-- START MATERIAL FOR THE TASK --
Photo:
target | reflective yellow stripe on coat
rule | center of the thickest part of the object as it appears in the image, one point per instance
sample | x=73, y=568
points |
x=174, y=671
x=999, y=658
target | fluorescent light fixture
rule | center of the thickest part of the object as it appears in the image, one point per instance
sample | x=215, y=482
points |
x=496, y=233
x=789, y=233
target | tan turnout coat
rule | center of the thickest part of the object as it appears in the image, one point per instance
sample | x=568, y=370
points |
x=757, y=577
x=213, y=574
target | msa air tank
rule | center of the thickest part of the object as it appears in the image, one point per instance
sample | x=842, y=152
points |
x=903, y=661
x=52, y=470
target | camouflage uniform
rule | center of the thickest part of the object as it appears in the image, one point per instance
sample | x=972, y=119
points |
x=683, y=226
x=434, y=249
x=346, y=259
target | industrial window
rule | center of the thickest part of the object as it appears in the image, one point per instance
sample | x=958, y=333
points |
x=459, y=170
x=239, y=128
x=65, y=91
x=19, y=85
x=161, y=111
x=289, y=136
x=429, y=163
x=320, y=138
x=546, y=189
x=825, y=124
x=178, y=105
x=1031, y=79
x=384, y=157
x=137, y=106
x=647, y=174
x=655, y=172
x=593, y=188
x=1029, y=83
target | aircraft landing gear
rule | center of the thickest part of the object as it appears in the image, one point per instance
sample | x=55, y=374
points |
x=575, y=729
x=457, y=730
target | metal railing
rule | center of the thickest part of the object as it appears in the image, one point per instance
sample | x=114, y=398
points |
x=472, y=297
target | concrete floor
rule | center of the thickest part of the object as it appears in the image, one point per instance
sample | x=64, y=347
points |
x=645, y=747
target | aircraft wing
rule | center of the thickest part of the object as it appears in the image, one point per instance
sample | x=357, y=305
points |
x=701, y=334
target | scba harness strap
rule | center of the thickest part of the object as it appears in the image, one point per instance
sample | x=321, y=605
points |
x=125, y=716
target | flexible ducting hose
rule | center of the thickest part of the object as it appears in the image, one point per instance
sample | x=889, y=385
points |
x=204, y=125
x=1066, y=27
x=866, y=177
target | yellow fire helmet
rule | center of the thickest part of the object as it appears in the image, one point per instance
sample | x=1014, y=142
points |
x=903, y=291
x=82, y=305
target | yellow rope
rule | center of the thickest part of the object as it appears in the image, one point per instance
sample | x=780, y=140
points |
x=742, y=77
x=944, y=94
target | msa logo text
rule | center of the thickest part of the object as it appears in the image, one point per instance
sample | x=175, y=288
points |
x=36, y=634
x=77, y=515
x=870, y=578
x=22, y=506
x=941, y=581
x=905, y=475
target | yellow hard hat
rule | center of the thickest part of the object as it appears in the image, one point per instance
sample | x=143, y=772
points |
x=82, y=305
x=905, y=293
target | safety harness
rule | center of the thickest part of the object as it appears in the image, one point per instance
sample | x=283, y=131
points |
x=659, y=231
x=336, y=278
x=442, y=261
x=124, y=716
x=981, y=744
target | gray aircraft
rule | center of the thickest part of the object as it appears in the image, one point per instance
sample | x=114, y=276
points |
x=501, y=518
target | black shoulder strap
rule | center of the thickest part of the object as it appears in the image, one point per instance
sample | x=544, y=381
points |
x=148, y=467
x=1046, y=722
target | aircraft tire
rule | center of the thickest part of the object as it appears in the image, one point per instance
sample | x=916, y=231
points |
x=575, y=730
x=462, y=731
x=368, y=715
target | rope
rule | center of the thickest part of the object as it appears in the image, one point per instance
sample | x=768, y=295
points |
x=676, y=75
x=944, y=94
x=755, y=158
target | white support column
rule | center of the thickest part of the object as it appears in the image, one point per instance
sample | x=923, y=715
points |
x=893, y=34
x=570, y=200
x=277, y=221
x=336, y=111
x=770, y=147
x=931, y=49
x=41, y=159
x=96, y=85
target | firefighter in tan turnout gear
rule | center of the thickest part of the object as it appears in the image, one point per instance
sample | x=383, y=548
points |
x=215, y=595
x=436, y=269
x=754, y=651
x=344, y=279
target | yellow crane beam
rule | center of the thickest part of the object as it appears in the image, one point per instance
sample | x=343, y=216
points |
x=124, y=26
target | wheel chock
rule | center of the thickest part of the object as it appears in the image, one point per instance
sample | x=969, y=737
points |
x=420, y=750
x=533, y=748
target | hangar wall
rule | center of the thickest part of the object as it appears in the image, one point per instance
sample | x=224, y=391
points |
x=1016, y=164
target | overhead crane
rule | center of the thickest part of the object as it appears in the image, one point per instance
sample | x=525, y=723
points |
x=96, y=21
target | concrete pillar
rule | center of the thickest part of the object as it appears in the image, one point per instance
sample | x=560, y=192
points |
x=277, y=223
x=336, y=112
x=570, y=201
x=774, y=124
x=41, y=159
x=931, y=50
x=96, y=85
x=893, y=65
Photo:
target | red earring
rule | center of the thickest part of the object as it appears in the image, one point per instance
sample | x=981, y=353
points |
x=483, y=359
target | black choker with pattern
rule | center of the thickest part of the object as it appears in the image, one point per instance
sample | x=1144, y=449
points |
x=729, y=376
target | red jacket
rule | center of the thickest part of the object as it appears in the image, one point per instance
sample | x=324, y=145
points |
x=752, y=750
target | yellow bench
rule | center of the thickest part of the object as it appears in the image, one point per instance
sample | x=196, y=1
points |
-- END MATERIAL FOR THE TASK --
CHALLENGE - Return precisely the lines of the records, starting with the line that holds "target | yellow crane beam" and ending with the last one.

PROBLEM SOLUTION -
target | yellow crane beam
rule | center of the thickest part of the object as it appears in the image, one point per instance
sample | x=343, y=216
points |
x=124, y=26
target | wheel chock
rule | center of the thickest part of the object as it appears in the image, one point per instance
sample | x=969, y=737
points |
x=420, y=750
x=533, y=748
target | hangar wall
rule | center of the thickest part of the object as it appears in the image, one point per instance
sample | x=224, y=391
points |
x=1016, y=164
target | overhead crane
rule | center of the thickest part of the object as it appears in the image, one point per instance
sample | x=525, y=723
points |
x=96, y=21
target | concrete pillar
rule | center of the thickest part of the object as it appears in the image, one point per instance
sample | x=560, y=192
points |
x=277, y=223
x=336, y=112
x=570, y=201
x=774, y=124
x=41, y=159
x=931, y=50
x=96, y=85
x=893, y=65
Photo:
target | red earring
rule | center of the thickest part of the object as it appears in the image, one point per instance
sample | x=981, y=353
points |
x=483, y=359
target | black choker with pattern
rule | center of the thickest part of the object as it appears in the image, one point per instance
sample | x=1144, y=449
points |
x=729, y=376
target | red jacket
rule | center of the thickest part of the object as it appears in the image, one point per instance
sample | x=324, y=145
points |
x=752, y=750
target | yellow bench
rule | center of the thickest part of the object as it appears in the image, one point per instance
sample | x=196, y=1
points |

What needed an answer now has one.